Work instructions >>
A) Summarize the market report below in two sentences.
B) Write the next part of the market report below, beginning after its final sentence about US equity markets.

Document segment >>
◇ ◇ ◇ ◇ ◇ ◇ ◇
The European markets all slipped back this morning, with early trading defined by Moody’s first downgrading of China’s credit rating since 1989.
Spreadex Analyst, Connor Campbell noted – “The FTSE shed 0.2% after the bell, putting around 20 or so points between the index and its previous 7500 home. A substantial chunk of those losses comes from the mining sector, the likes of Rio Tinto and Anglo American displeased by Moody’s Chinese comments – the agency said that the country’s ‘financial strength will erode somewhat over the coming years’ – especially since they come roughly a week after the announcement of President Xi’s $900 billion ‘Belt and Road initiative’.”
There was some Corporate news for investors to digest this morning. Marks & Spencer net profits dropped on weak clothing and non-food products, while Kingfisher Q1 sales are weak but on track for 2yr strategic milestones. MediClinic has maintained its dividend and expects a gradual Middle East improvement, Babcock profits have increased and a dividend increase will give shareholders cheer, Vedanta looks to it’s 2018 results with more confidence than ever and Pennon is well positioned, raising it’s dividend.
Over in the US, equity markets finished Tuesday in positive territory, marking a 4-day up trend, with the S&P 500 closing only a handful of points from a fresh record closing high.
◇ ◇ ◇ ◇ ◇ ◇ ◇
Extracted material >>
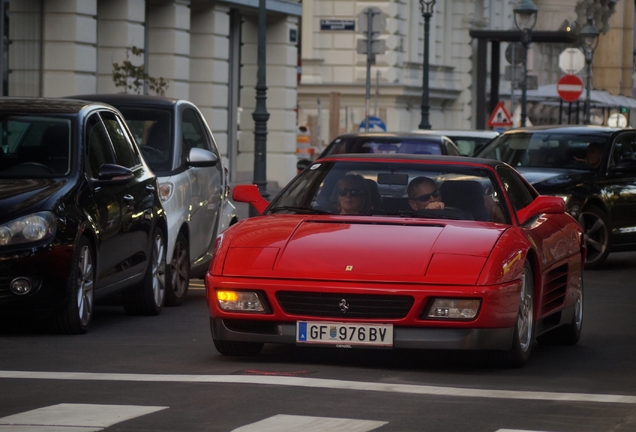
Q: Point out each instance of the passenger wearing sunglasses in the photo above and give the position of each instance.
(424, 194)
(353, 197)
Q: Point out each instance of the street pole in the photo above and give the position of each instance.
(524, 85)
(588, 85)
(427, 13)
(260, 114)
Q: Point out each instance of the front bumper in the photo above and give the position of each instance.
(403, 337)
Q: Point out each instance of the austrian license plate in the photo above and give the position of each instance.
(345, 335)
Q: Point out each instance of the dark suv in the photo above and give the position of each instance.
(81, 215)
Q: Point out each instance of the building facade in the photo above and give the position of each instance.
(206, 51)
(334, 74)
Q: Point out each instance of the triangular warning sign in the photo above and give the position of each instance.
(500, 117)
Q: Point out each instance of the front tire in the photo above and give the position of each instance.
(597, 235)
(178, 275)
(524, 332)
(75, 317)
(148, 297)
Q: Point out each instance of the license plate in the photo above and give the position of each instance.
(344, 334)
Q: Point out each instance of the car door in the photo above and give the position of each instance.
(105, 206)
(138, 197)
(619, 185)
(206, 182)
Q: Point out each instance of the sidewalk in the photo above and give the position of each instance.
(242, 209)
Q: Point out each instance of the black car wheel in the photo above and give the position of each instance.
(148, 297)
(595, 228)
(524, 332)
(238, 349)
(178, 275)
(76, 315)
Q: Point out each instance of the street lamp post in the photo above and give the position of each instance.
(525, 19)
(427, 13)
(260, 114)
(589, 40)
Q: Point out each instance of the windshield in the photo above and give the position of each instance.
(386, 145)
(402, 189)
(35, 146)
(547, 150)
(152, 130)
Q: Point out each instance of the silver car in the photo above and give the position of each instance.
(177, 144)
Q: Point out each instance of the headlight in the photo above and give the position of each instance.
(239, 301)
(453, 309)
(165, 191)
(28, 229)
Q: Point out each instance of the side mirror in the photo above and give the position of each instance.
(111, 173)
(251, 195)
(201, 158)
(540, 205)
(302, 164)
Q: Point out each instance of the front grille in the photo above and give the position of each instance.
(328, 305)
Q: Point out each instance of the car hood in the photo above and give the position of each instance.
(553, 180)
(19, 197)
(360, 249)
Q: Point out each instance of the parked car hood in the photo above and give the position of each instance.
(360, 249)
(19, 197)
(554, 180)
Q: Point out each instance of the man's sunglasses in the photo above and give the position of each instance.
(427, 197)
(355, 193)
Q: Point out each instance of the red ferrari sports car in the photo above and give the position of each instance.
(399, 251)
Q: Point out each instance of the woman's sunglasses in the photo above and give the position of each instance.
(427, 197)
(354, 193)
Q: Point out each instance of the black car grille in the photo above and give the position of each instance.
(331, 305)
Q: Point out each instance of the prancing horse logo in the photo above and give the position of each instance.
(344, 306)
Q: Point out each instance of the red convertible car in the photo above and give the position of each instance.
(399, 251)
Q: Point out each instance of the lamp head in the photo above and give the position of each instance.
(427, 7)
(589, 35)
(526, 15)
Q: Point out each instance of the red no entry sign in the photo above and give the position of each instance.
(570, 87)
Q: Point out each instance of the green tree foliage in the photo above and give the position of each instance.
(130, 77)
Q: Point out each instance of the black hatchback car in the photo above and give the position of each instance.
(592, 168)
(81, 215)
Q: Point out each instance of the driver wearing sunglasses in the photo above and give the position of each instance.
(424, 194)
(353, 198)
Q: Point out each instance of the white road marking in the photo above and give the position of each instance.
(327, 383)
(81, 417)
(291, 423)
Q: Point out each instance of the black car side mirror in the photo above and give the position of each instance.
(201, 158)
(302, 164)
(112, 173)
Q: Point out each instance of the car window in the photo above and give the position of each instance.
(624, 151)
(35, 146)
(383, 145)
(544, 149)
(519, 194)
(193, 131)
(125, 153)
(394, 190)
(100, 150)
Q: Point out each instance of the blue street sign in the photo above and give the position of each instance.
(375, 125)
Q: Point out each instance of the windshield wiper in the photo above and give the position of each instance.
(301, 210)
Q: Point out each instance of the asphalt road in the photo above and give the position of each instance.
(163, 374)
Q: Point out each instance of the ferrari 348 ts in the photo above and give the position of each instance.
(399, 251)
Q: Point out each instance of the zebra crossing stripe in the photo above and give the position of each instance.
(292, 423)
(85, 417)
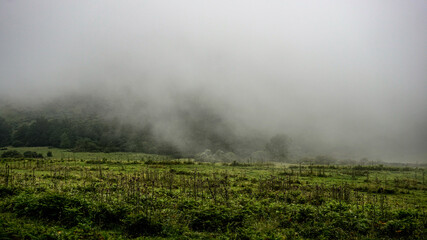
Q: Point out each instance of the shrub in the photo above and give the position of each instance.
(30, 154)
(215, 219)
(141, 225)
(68, 211)
(11, 154)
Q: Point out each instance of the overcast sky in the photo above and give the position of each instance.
(345, 74)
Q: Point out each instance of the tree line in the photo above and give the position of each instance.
(82, 135)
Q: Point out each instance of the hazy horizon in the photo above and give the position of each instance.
(346, 78)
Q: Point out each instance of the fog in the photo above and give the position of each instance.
(343, 78)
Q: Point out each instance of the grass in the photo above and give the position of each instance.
(135, 195)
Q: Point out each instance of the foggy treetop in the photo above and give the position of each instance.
(339, 76)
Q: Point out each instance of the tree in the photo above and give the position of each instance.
(278, 147)
(5, 133)
(65, 141)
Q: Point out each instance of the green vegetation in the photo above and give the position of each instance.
(126, 195)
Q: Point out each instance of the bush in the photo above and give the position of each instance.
(215, 219)
(141, 225)
(11, 154)
(68, 211)
(30, 154)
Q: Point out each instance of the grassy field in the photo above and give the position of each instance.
(135, 195)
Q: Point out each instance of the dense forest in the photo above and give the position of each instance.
(90, 130)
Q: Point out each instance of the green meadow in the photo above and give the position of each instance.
(81, 195)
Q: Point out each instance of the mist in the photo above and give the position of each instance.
(342, 78)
◇ ◇ ◇ ◇ ◇ ◇ ◇
Responses to the exercise >>
A) European markets fell this morning after Moody's downgraded China's credit rating for the first time since 1989, and the FTSE lost 0.2% as mining stocks such as Rio Tinto and Anglo American dropped. Among corporate results, Marks & Spencer's net profits fell while Babcock's rose, and US equity markets closed Tuesday higher for a fourth straight day, with the S&P 500 near a record closing high.

B)
Accendo Markets Analyst, Mike van Dulken commented – “Financials led both the S&P and the Dow Jones as Goldman Sachs outperformed, while the Nasdaq gained despite Apple falling. Note, hawkish talk from Philly Fed President Harker after market close, stating ‘a June rate hike is definitely on the cards’.”
Yesterday’s US data was mixed but dollar traders continued to buy US currency against its major counterparties; pushing it higher against the euro, pound and yen.
ADS Securities Analyst, Konstantinos Anthis suggested – “The question is whether we are at the start of a deeper correction, which will be supported by the release of the FOMC meeting minutes, or whether the dollar will continue its bearish run. The odds of a June rate hike are at close to 100%, but the fundamental outlook still points to the downside due to the recent weak data from the US and President Trump’s inability to focus his efforts on his reforms’ agenda.”